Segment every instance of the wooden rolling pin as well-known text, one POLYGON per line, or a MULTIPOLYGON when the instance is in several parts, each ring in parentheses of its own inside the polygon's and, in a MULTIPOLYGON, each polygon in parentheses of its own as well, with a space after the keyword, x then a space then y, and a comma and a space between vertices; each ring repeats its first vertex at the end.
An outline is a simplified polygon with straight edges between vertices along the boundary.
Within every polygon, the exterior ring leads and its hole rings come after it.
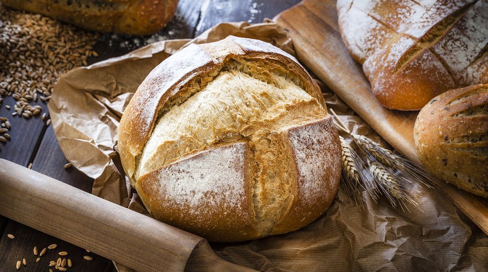
POLYGON ((200 237, 0 159, 0 214, 137 271, 249 271, 200 237))

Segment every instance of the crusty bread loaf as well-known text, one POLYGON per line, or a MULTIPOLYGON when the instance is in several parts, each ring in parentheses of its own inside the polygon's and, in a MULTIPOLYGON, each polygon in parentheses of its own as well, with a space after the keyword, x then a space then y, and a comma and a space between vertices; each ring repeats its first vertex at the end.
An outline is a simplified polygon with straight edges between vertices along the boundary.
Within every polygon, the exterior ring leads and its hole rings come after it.
POLYGON ((488 84, 435 97, 419 113, 414 133, 417 153, 429 171, 488 197, 488 84))
POLYGON ((0 0, 91 30, 153 34, 171 20, 178 0, 0 0))
POLYGON ((338 0, 339 29, 385 106, 488 82, 488 1, 338 0))
POLYGON ((131 184, 156 218, 210 241, 300 228, 330 205, 340 143, 292 56, 229 36, 192 44, 141 84, 121 120, 131 184))

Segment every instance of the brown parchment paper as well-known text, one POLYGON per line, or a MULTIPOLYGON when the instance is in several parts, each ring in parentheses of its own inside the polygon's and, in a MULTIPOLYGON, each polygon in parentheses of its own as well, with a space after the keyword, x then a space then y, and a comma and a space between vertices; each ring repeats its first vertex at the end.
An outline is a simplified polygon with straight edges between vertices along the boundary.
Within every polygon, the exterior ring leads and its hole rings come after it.
MULTIPOLYGON (((189 43, 229 35, 259 39, 294 54, 286 31, 272 22, 218 25, 196 38, 156 42, 63 76, 49 104, 61 149, 95 179, 93 193, 147 214, 127 182, 117 153, 117 128, 139 84, 157 64, 189 43)), ((328 108, 353 131, 385 143, 320 81, 328 108)), ((346 136, 346 135, 343 135, 346 136)), ((420 211, 372 202, 352 204, 340 188, 329 210, 290 233, 233 244, 212 244, 230 262, 266 271, 486 271, 488 238, 441 193, 423 189, 420 211)), ((121 271, 124 268, 118 266, 121 271)))

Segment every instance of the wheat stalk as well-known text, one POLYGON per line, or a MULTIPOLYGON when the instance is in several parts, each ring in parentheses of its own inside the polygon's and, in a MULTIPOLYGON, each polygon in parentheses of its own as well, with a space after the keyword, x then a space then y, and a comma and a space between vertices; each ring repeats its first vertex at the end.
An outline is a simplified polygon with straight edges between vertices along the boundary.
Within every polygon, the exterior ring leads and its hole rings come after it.
POLYGON ((404 183, 392 175, 389 170, 378 162, 371 159, 373 158, 367 159, 369 171, 390 203, 394 207, 396 207, 397 202, 404 211, 405 209, 408 210, 406 202, 418 208, 418 203, 408 194, 409 192, 405 189, 403 186, 404 183))
MULTIPOLYGON (((433 178, 420 166, 394 154, 371 139, 364 135, 353 133, 346 128, 334 110, 331 109, 331 111, 340 123, 339 124, 335 121, 336 126, 351 136, 358 147, 366 154, 367 159, 368 168, 366 169, 361 158, 356 154, 358 160, 356 164, 352 165, 355 167, 355 172, 351 170, 349 166, 351 160, 347 161, 348 157, 354 157, 348 156, 343 151, 343 170, 346 178, 350 181, 354 180, 353 176, 358 173, 360 181, 363 181, 363 184, 365 185, 364 187, 375 200, 377 197, 376 193, 379 192, 385 195, 392 206, 396 207, 399 203, 404 211, 404 208, 408 210, 406 202, 418 208, 416 200, 420 198, 421 194, 416 184, 418 184, 420 186, 420 184, 423 183, 428 187, 431 187, 429 184, 431 182, 429 181, 432 181, 433 178), (362 171, 365 169, 366 171, 362 171), (362 173, 363 173, 362 175, 361 175, 362 173), (414 183, 413 181, 417 181, 417 183, 414 183)), ((354 151, 342 137, 341 145, 343 149, 354 151), (345 148, 344 147, 345 144, 347 145, 345 148)), ((348 181, 345 179, 345 181, 347 182, 348 181)), ((348 192, 348 194, 353 193, 348 192)))
POLYGON ((351 148, 346 139, 342 136, 339 136, 341 141, 341 147, 342 152, 342 167, 343 169, 351 180, 354 181, 356 184, 359 183, 359 173, 356 168, 351 152, 351 148))
POLYGON ((352 149, 344 138, 340 136, 339 140, 341 141, 341 150, 342 155, 342 171, 341 179, 343 181, 342 183, 344 185, 344 190, 346 191, 352 202, 354 201, 356 205, 359 203, 362 208, 364 208, 363 199, 361 198, 358 189, 358 186, 360 184, 359 173, 356 167, 352 149))
POLYGON ((364 163, 358 153, 351 147, 346 139, 340 136, 339 139, 342 154, 342 180, 344 188, 352 201, 354 200, 364 207, 363 199, 360 197, 359 187, 364 188, 374 201, 378 198, 377 189, 374 185, 372 177, 366 169, 364 163))

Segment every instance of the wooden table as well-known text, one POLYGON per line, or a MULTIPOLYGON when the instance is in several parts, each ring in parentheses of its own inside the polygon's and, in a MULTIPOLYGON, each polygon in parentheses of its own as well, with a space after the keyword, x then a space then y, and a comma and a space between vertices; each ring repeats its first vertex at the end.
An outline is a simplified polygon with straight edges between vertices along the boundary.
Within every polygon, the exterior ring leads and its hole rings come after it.
MULTIPOLYGON (((157 36, 158 39, 191 38, 221 22, 247 21, 260 22, 265 18, 272 18, 280 12, 298 2, 299 0, 180 0, 173 21, 157 36)), ((151 37, 134 37, 105 34, 95 45, 97 57, 88 60, 89 64, 108 58, 125 54, 145 45, 151 37)), ((65 158, 54 135, 52 127, 46 126, 41 114, 29 120, 12 116, 15 100, 11 96, 4 97, 0 106, 0 116, 9 119, 12 125, 9 132, 11 140, 0 143, 0 158, 21 165, 32 164, 32 169, 86 191, 91 191, 93 181, 74 168, 65 169, 68 162, 65 158)), ((39 104, 42 112, 47 112, 47 104, 39 104)), ((1 167, 1 166, 0 166, 1 167)), ((1 192, 0 192, 1 193, 1 192)), ((56 193, 56 192, 53 192, 56 193)), ((112 262, 103 257, 89 253, 83 249, 47 235, 15 221, 0 216, 0 267, 2 271, 14 271, 17 260, 25 258, 27 266, 19 271, 47 271, 50 260, 59 256, 58 251, 66 251, 73 261, 69 271, 115 271, 112 262), (7 234, 12 234, 11 239, 7 234), (38 263, 33 254, 37 246, 40 252, 44 247, 55 243, 55 251, 48 251, 38 263), (84 255, 93 257, 88 262, 84 255)))

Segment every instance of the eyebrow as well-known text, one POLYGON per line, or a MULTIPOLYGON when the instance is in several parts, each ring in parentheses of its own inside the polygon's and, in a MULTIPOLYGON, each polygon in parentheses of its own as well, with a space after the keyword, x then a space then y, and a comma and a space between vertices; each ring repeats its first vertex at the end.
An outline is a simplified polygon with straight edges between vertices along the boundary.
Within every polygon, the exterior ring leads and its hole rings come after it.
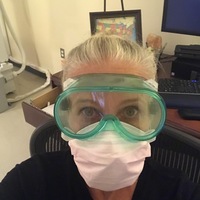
◇ ◇ ◇ ◇ ◇
• [Written problem]
Rewrite every item above with "exterior ring" changed to "outer ring" and everything else kept the same. Leave the pictures out of your answer.

• [Response below]
Segment every instance of the wooden rolling pin as well-known text, one POLYGON per line, or a MULTIPOLYGON when the instance is in several parts, each ring in parentheses of its own inside the polygon's and, in a MULTIPOLYGON, each polygon in parentheses of its own as well, with a space after the keyword, x then a space then y, and a comma and a space between vertices; each ring repeats its first vertex at the end.
An outline is a simplified polygon with straight edges between vertices along the boundary.
Within every polygon, the outer ring leads and its hole rings come after it.
POLYGON ((200 237, 0 159, 0 214, 137 271, 249 271, 200 237))

Segment every instance of the crusty bread loaf as well-known text, one POLYGON per line, or a MULTIPOLYGON when the instance is in several parts, each ring in parentheses of its own inside the polygon's and, in a MULTIPOLYGON, each polygon in parentheses of its own as well, with a space after the keyword, x then a space then y, and a comma and a space between vertices; each ring repeats its first vertex at the end.
An outline is a simplified polygon with straight edges between vertices along the boundary.
Within every polygon, the outer ring leads and its hole rings come after it.
POLYGON ((488 84, 435 97, 419 113, 414 133, 417 153, 429 171, 488 197, 488 84))
POLYGON ((0 0, 91 30, 153 34, 171 20, 178 0, 0 0))
POLYGON ((338 0, 339 29, 385 106, 488 82, 488 1, 338 0))
POLYGON ((131 184, 156 218, 210 241, 300 228, 330 205, 340 143, 292 56, 229 36, 192 44, 141 84, 121 120, 131 184))

Segment every instance of the brown parchment paper as well-known text, one POLYGON per line, or a MULTIPOLYGON when the instance is in several parts, each ring in parentheses of its own inside the polygon's and, in a MULTIPOLYGON, each polygon in parentheses of its own as well, with a space after the keyword, x then a space then y, and a comma and a space between vertices; each ring repeats its first vertex at the end.
An outline is a simplified polygon with straight edges between vertices along the boundary.
Within every polygon, the outer ring leads and its hole rings come after it.
MULTIPOLYGON (((189 43, 229 35, 259 39, 294 54, 286 31, 272 22, 218 25, 196 38, 156 42, 63 76, 49 104, 61 149, 95 179, 93 193, 147 214, 127 182, 117 153, 117 128, 139 84, 157 64, 189 43)), ((328 108, 353 131, 385 143, 320 81, 328 108)), ((346 136, 346 135, 343 135, 346 136)), ((420 211, 372 202, 352 204, 340 188, 329 210, 290 233, 233 244, 212 244, 230 262, 266 271, 486 271, 488 238, 441 193, 423 189, 420 211)), ((121 271, 124 268, 118 266, 121 271)))

Segment every instance of the wheat stalk as well-known text, one POLYGON per line, or a MULTIPOLYGON when the instance is in several parts, each ring in parentheses of its own inside the polygon's and, in a MULTIPOLYGON, each polygon in parentheses of its own as well, with a space after the keyword, x then a space then y, and a comma and a space between vertices; each ring repeats its first vertex at the end.
An outline is a simplified polygon with straight edges between vertices along the boundary.
Within every polygon, the outer ring leads and its hole rings come after it.
POLYGON ((404 183, 392 175, 389 170, 378 162, 371 159, 373 158, 367 159, 369 171, 390 203, 394 207, 396 207, 397 202, 404 211, 405 209, 408 210, 406 202, 418 208, 418 203, 408 194, 409 192, 405 189, 403 186, 404 183))
MULTIPOLYGON (((433 178, 420 166, 394 154, 371 139, 364 135, 353 133, 346 128, 334 110, 331 109, 331 111, 340 123, 339 124, 335 121, 336 126, 351 136, 358 147, 366 154, 367 159, 368 168, 366 169, 361 158, 356 154, 358 160, 356 164, 352 165, 355 167, 355 172, 351 170, 349 166, 351 160, 347 161, 348 157, 354 157, 348 156, 343 151, 343 170, 346 178, 350 181, 354 180, 353 176, 358 173, 360 181, 363 181, 363 184, 365 185, 364 187, 375 200, 377 197, 376 193, 379 192, 385 195, 392 206, 396 207, 399 203, 404 211, 404 208, 408 210, 406 202, 418 208, 416 200, 420 198, 421 194, 416 184, 418 184, 420 186, 420 184, 423 183, 428 187, 431 187, 429 184, 431 182, 429 181, 432 181, 433 178), (362 171, 365 169, 366 171, 362 171), (362 173, 363 173, 362 175, 361 175, 362 173), (414 183, 413 181, 417 181, 417 183, 414 183)), ((354 151, 342 137, 341 145, 343 149, 354 151), (345 148, 344 147, 345 144, 347 145, 345 148)), ((348 181, 345 179, 345 181, 347 182, 348 181)), ((348 192, 348 194, 353 193, 348 192)))
POLYGON ((351 148, 346 139, 342 136, 339 136, 341 141, 341 147, 342 152, 342 167, 343 169, 351 180, 354 181, 356 184, 359 183, 359 173, 356 168, 351 152, 351 148))
POLYGON ((352 149, 344 138, 340 136, 339 140, 341 141, 341 150, 342 155, 342 171, 341 179, 343 181, 342 183, 344 185, 344 190, 346 191, 352 202, 354 201, 356 205, 359 203, 362 208, 364 208, 363 199, 361 198, 358 189, 358 186, 360 184, 359 173, 356 167, 352 149))
POLYGON ((364 163, 358 153, 351 147, 346 139, 340 136, 339 139, 342 154, 342 180, 344 188, 352 201, 354 200, 364 207, 363 199, 360 197, 359 187, 364 188, 374 201, 378 198, 377 189, 374 185, 372 177, 366 169, 364 163))

Segment every instance of the wooden table as well-known text, one POLYGON per line, or a MULTIPOLYGON when the instance is in several parts, each ring in parentheses of its own inside the polygon's and, in a MULTIPOLYGON, each polygon in parentheses of its own as well, with a space after the keyword, x then a space then y, and a comma and a space between vertices; each ring repeats its first vertex at the end.
An outline is a simplified polygon with straight edges between vertices along the boundary.
Within every polygon, the outer ring leads and its hole rings come after it.
MULTIPOLYGON (((157 36, 158 39, 191 38, 221 22, 247 21, 260 22, 265 18, 272 18, 280 12, 298 2, 299 0, 180 0, 173 21, 157 36)), ((151 37, 134 37, 105 34, 95 45, 97 57, 88 60, 89 64, 108 58, 125 54, 145 45, 151 37)), ((65 158, 54 135, 52 127, 46 126, 41 114, 29 120, 12 116, 15 100, 11 96, 4 97, 0 106, 0 116, 9 119, 12 125, 9 132, 11 140, 0 143, 0 158, 21 165, 32 164, 32 169, 86 191, 91 191, 93 181, 74 168, 65 169, 68 162, 65 158)), ((39 104, 42 112, 47 112, 47 104, 39 104)), ((1 167, 1 166, 0 166, 1 167)), ((1 192, 0 192, 1 193, 1 192)), ((56 193, 56 192, 53 192, 56 193)), ((112 262, 103 257, 89 253, 83 249, 47 235, 15 221, 0 216, 0 267, 2 271, 14 271, 17 260, 25 258, 27 266, 19 271, 47 271, 50 260, 59 256, 58 251, 66 251, 73 261, 69 271, 115 271, 112 262), (7 234, 12 234, 11 239, 7 234), (38 263, 33 254, 37 246, 40 252, 44 247, 55 243, 55 251, 48 251, 38 263), (84 255, 93 257, 88 262, 84 255)))

Segment every instance of the eyebrow as well-known text, one POLYGON per line, or a MULTIPOLYGON when the instance is in several parts, each ring in parentheses of its own inside the polygon's and, in a MULTIPOLYGON, each polygon in parentheses of its own as well, with a space after the keyword, x then a space then y, and a comma and a space between vertices; each ring repeats its first vertex at the end.
An outline is a simplified polygon with straight edges between vertices along the boundary.
Within every polygon, the outer ring leads and its hole rings come after it.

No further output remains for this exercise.